### PROVIDED RECORDS
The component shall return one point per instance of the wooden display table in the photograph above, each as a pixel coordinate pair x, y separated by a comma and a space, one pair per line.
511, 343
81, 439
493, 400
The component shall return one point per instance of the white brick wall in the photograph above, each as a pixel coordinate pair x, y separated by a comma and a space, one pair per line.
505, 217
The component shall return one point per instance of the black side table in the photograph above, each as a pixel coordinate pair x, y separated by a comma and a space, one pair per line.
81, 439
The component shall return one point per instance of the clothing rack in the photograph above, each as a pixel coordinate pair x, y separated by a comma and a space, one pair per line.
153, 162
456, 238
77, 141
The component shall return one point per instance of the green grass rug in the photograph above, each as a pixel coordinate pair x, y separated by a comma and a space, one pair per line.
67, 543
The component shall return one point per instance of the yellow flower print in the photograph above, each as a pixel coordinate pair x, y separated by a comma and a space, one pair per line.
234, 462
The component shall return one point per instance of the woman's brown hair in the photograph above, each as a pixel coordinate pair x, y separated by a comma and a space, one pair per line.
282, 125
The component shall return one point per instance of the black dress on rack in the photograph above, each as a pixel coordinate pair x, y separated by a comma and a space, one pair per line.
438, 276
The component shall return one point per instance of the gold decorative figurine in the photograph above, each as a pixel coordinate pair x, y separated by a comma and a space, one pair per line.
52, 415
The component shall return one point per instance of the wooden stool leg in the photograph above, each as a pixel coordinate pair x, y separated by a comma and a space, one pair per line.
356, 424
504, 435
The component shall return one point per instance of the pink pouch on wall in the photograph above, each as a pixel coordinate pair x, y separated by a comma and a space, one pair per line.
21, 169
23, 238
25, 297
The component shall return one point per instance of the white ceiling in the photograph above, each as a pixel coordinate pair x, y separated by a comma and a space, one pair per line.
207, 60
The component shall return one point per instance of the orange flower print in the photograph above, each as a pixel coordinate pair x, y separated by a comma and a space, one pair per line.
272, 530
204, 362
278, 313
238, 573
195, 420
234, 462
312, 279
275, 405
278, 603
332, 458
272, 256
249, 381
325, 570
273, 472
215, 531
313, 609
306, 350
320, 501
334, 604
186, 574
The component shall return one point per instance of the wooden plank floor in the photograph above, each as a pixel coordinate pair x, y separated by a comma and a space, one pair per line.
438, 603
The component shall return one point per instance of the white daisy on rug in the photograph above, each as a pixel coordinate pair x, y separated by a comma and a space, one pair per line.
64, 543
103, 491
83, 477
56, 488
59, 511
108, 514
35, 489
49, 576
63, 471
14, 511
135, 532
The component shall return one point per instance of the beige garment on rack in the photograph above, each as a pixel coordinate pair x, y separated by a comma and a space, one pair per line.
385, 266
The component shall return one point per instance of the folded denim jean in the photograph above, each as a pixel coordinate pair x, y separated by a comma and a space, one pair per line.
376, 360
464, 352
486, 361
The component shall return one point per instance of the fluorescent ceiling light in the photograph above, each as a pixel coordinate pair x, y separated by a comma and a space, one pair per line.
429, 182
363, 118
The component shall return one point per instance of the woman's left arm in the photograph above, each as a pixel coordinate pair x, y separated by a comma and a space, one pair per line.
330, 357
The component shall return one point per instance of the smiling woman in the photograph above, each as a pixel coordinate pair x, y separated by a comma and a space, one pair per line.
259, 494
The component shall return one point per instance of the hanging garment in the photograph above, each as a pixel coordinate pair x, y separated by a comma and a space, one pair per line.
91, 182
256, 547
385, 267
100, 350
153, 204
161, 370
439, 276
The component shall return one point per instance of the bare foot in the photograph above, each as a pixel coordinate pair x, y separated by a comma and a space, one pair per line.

### WORK INSTRUCTIONS
Output the lines again verbatim, beginning with the line that contains "the white daisy" and continuing through the last of the lines, with both ends included.

### THE RESULT
The component shall return one point per instance of the white daisy on rug in the photograph above, each as a pixel coordinate pair x, y separated by a comma and a space, one pair per line.
64, 543
103, 491
83, 477
56, 488
59, 511
108, 514
35, 489
49, 576
63, 471
14, 511
135, 532
The component shall return one point per instance of the beige garment on rack in the photograph above, each as a pixel coordinate pair x, y separated by a comma and a space, one pair per line.
385, 266
The component shall return one point per instance of the folded denim jean in the photograph above, each as a pixel coordinate pair x, y separated by a comma and a space, one pair per line.
376, 360
464, 352
486, 361
The component shall return one point per instance of the fluorescent ceiling light in the photograph above, each as a pixel coordinate pair x, y separated by a comma and a space, one pair per line.
429, 182
363, 118
The component shall return one point per instance of the woman's left arm in the photograph above, each as a pixel coordinate pair x, y separated by a comma and a space, one pair per line.
330, 357
The component shall return one point per instance of the smiling woman in the photograph above, each as a pixel coordinate pair x, y separated by a comma and a space, one pair per line.
259, 494
The component shall return one point per instance of the hanging garment in the photograph above, each as a pixel coordinate pair x, y separated by a comma and a space, one pair per line.
91, 182
256, 547
385, 267
100, 350
153, 204
161, 370
439, 276
The component shall return one point per instance of the bare foot in the photograph above, each as a pixel coordinate pair x, y separated by a comma and a space, one pair per line.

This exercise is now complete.